EXCERPTED TEXT:
“What makes political systems cross over the threshold into parameter transformations? Some breakpoints occur when a technological development enables individuals to engage in previously unimagined activities and collectivities to pursue previously inconceivable policy goals…. a turning point that occurs when the resources or practices of a system can no longer cope with one more increment of change and its parameters give way under the cumulative load.”
James N. Rosenau, Turbulence in World Politics: A Theory of Change and Continuity (Princeton, N.J.: Princeton University Press, 1990), 83.
Panarchy 101, or How I Learned to Stop Worrying and Love Global Collapse is a public draft of a collection/syllabus/network that seeks to illuminate
- not only what is collapsing (and why) but,
- more importantly, what is emerging (and why)
Panarchy 101 explores a point of view as revealed through various lenses including complexity theory, political & social theory, economics, etc.
Panarchy 101 is a network of ideas that can be digested in any order.
Panarchy 101 is an excursion into the unknown but not unknowable global complexity that lies ahead.
On Non-Linear Processes
When an organism forms, it doesn’t form a full-sized completely-developed head, and then a full-sized completely-developed foot, etc. Rather, it develops an entire impression of its future self, and then continues to develop all of its parts in parallel over time. We might call this an embryonic process, rather than something like an academic book where each chapter is fully formed and arranged in a linear fashion. Embryonic development is non-linear (as are complex systems dynamics).
In Panarchy 101, I will attempt to give a broad “embryonic” overview of the big picture, and then continue to delve into the details over time.
What’s So Exciting About Global Collapse?
Contemporary trends seem to focus overmuch on the symptoms of global collapse: increasing inequality, global poverty, environmental crises, etc. While it is useful to understand the unraveling, it is equally important to learn to see something else.
Like air moving from one balloon into another, the collapse of an archaic system actively drives the emergence of a new system. The logic of this transformation is as follows:
- Failure: The existing system ceases to be effective at meeting the needs of and solving the problems of human civilization.
- Emergence: As systemic failures become evident, the demand for new innovative solutions increases.
- Coherence: As new solutions connect to each other and become interoperable, they cooperate and collectively become new infrastructures.
The fear of collapse is understandable, but it is all too often grounded in an inability to recognize that collapse per se is only a partial truth. Collapse is coupled with emergence, and we can look from one to the other to identify the dynamics of transformation.

(Referring-expression pointing data)
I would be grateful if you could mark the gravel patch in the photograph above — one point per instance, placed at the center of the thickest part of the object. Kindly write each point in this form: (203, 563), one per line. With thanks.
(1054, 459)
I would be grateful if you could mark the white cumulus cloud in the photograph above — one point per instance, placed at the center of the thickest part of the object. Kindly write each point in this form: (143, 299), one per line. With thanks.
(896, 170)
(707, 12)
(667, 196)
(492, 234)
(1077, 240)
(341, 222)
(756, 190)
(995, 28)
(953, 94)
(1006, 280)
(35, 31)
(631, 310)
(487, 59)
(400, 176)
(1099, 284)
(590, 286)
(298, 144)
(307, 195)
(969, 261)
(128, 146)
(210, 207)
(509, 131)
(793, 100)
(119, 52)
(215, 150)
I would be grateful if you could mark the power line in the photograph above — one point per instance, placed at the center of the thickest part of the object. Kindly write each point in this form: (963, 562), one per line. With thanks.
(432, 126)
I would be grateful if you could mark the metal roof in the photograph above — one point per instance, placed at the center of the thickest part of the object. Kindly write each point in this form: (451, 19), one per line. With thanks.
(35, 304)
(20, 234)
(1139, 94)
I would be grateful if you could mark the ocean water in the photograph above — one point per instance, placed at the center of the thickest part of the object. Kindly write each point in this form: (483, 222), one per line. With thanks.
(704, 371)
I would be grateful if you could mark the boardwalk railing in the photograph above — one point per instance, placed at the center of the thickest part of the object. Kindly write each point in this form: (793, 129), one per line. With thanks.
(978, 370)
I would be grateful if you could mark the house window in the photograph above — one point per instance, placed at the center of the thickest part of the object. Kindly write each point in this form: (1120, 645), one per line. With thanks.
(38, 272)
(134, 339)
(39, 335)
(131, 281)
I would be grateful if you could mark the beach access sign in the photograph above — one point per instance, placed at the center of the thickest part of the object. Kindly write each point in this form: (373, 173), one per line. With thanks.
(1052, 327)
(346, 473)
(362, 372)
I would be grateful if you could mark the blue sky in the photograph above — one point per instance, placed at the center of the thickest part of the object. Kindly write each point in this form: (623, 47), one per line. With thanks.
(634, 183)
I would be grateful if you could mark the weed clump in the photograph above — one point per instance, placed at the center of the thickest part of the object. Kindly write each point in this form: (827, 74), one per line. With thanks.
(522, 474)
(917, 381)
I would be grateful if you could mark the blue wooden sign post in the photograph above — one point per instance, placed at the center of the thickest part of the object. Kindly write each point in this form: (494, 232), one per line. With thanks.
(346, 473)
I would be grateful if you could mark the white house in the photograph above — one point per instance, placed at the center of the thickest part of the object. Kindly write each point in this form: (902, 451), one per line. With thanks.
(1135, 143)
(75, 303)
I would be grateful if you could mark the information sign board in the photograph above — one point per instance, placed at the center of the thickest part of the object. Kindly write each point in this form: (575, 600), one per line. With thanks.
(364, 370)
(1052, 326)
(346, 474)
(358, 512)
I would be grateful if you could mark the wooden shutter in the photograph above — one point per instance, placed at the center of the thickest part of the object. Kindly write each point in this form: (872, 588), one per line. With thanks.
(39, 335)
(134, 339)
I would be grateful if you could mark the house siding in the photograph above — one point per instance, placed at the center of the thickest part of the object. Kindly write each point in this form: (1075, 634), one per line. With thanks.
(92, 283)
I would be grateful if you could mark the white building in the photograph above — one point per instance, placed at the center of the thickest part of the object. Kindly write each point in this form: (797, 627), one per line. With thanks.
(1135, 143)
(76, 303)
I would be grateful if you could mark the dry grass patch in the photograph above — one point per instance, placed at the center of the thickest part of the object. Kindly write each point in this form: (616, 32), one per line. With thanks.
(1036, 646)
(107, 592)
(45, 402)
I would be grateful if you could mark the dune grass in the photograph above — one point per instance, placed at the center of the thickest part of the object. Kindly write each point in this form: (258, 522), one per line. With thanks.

REQUIREMENT 1: From the Panarchy 101 text above the lines, set down everything from "On Non-Linear Processes" down to "details over time.".
REQUIREMENT 2:
Answer these questions using the Panarchy 101 text given before the lines:
(a) Which press published Rosenau's book *Turbulence in World Politics*?
(b) What are the three stages named in the logic of transformation?
(c) With what kind of work is embryonic development contrasted?
REQUIREMENT 3: Write what comes next in the Panarchy 101 text, beginning right after its final sentence.

TASK RESULT 1:
On Non-Linear Processes
When an organism forms, it doesn’t form a full-sized completely-developed head, and then a full-sized completely-developed foot, etc. Rather, it develops an entire impression of its future self, and then continues to develop all of its parts in parallel over time. We might call this an embryonic process, rather than something like an academic book where each chapter is fully formed and arranged in a linear fashion. Embryonic development is non-linear (as are complex systems dynamics).
In Panarchy 101, I will attempt to give a broad “embryonic” overview of the big picture, and then continue to delve into the details over time.

TASK RESULT 2:
(a) Princeton University Press
(b) Failure, Emergence and Coherence
(c) An academic book where each chapter is fully formed and arranged in a linear fashion

TASK RESULT 3:
What Is Panarchy?
“Panarchy”, in a nutshell, is a term used to describe a historically unprecedented emerging global civilization. This civilization is an ever-changing landscape of overlapping and interacting elements. Some key features it exhibits include:
- Large ponderous infrastructures transform into dynamic networks of smaller adaptable interacting parts. These transformations can be seen in social action, industrial manufacturing, cultural creation, political access, energy systems, and food/water production.
- Hierarchy gives way to heterarchy (or panarchy), i.e. networks of participants. These networks are primarily peer-to-peer, many-to-many, and “do it ourselves” systems.
- The economy defined by producers and consumers transforms into economies of “makers” who innovate and provide using technologies of mass collaboration.
- Exclusive regimes give way to cooperative commons collectively shared and managed by the cooperators themselves.
- The politics of territory and identity give way to the politics of global multitudes.
As complexity becomes the norm, evolution and adaptation drive systems to the “edge of chaos” where the potential for future adaptability is maximized.
Umberto Eco provides wise words of comfort for those who would attempt this kind of exercise:
“There is only the risk of contradiction. But sometimes you have to speak because you feel the moral obligation to say something, not because you have the ‘scientific’ certainty that you are saying it in an unassailable way.”
Umberto Eco, Travels in Hyper Reality: Essays, 1st ed. (San Diego: Harcourt Brace Jovanovich, 1986), p. xii.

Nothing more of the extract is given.